→ **Page**
▼

My Lords, I beg to move that the Building Societies (Special Advances) Order 1980, laid before this House on 25th November, be approved. This order increases from £25,000 to £37,500 the limit above which a sum lent to a person by a building society is treated as a special advance.

Under the Building Societies' Act 1962, special advances, which also include all loans to companies, are limited to a certain proportion of all loans made in a year. This proportion is normally 10 per cent., but is reduced if special advances exceeded that proportion in the previous year.

The special advances limit was introduced in the Building Societies Act 1960 for prudential reasons, so as to distinguish between normal loans to finance owner occupation and larger loans which may be more akin to business transactions and thus provide societies with a less secure investment. The Act prescribes that the limit may be increased by order of the Chief Registrar of Friendly Societies with the consent of the Treasury.

The special advances limit was originally set at £5,000 and has been increased five times since then. The present limit of £25,000 was set in 1979. The original figure was chosen as the sum up to which a person might be expected to borrow from a building society so as to buy a house for himself and his family. The limit should therefore increase approximately in line with the increase in house prices and the consequent expansion in the size of building society advances.

Last year the Government felt that the increase in the special advances limit should not only reflect the movement in house prices, but should also take into account the difficulties that home buyers were facing at that time. This year the situation in the housing market has very much eased and the demand for mortgages is much lower. An increase to £37,500 will do a great deal to restore a reasonable freedom of action to the building societies.

Raising the limit will help a number of societies, particularly those operating in the South-East, where high house prices have led to a demand for larger loans which has made the special advances limit a real constraint. Increasing the limit will also save a certain amount of administrative inconvenience for building society branches, which have to go through a special procedure for each loan which is treated as a special advance, as well as for the Registry of Friendly Societies. It will also enable the societies to compete on more equitable terms with the clearing banks and other financial institutions which operate in the home loans market. This does not mean that societies will immediately make more loans of over £25,000 at the expense of lending to first-time buyers, for example. In fact very few societies have been making special advances up to the permitted 10 per cent. of total advances.

▲

→ **Supplied records**
▼

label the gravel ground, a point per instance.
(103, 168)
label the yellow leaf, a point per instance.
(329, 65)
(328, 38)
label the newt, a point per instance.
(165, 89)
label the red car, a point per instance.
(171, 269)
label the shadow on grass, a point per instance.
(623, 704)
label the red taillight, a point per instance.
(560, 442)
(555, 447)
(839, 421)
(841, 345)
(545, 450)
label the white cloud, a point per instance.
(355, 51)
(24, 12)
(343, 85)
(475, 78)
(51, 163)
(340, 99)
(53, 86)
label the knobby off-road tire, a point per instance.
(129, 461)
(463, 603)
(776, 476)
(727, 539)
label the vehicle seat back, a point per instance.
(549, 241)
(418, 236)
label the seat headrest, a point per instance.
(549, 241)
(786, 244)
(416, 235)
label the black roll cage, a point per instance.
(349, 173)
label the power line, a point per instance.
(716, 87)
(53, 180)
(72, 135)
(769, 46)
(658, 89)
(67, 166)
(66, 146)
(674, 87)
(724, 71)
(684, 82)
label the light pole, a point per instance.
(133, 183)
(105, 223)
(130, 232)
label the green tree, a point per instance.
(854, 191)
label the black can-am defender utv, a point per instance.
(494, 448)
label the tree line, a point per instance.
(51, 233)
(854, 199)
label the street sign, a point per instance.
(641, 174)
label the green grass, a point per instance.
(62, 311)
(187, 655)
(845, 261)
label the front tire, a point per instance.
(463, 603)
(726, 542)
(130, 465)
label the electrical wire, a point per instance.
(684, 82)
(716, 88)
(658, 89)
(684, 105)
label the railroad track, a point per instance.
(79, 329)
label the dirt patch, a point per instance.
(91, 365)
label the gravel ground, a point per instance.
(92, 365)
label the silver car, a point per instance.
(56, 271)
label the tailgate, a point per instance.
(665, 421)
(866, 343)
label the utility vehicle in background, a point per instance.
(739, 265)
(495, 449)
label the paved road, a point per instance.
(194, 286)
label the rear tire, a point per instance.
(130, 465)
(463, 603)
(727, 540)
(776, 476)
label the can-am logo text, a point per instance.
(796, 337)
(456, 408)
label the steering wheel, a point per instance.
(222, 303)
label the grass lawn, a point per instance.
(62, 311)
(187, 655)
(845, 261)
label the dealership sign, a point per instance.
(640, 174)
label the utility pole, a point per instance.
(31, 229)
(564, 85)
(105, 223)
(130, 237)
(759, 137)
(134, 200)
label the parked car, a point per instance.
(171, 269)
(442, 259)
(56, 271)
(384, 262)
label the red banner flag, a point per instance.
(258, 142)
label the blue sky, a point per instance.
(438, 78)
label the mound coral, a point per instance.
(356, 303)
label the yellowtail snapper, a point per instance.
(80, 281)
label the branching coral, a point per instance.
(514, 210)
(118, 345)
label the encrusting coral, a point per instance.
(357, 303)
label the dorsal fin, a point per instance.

▲

→ **Tasks to complete**
- A) According to the speech on building society loans, at what amount was the special advances limit originally set?
- B) Copy the entries exactly, beginning with the line containing "label the branching" and continuing through the final line of the entries, with both of those lines included.
The speech on building society loans has no connection to the entries.

→ **Answer set**
- A) £5,000.

- B)
label the branching coral, a point per instance.
(514, 210)
(118, 345)
label the encrusting coral, a point per instance.
(357, 303)
label the dorsal fin, a point per instance.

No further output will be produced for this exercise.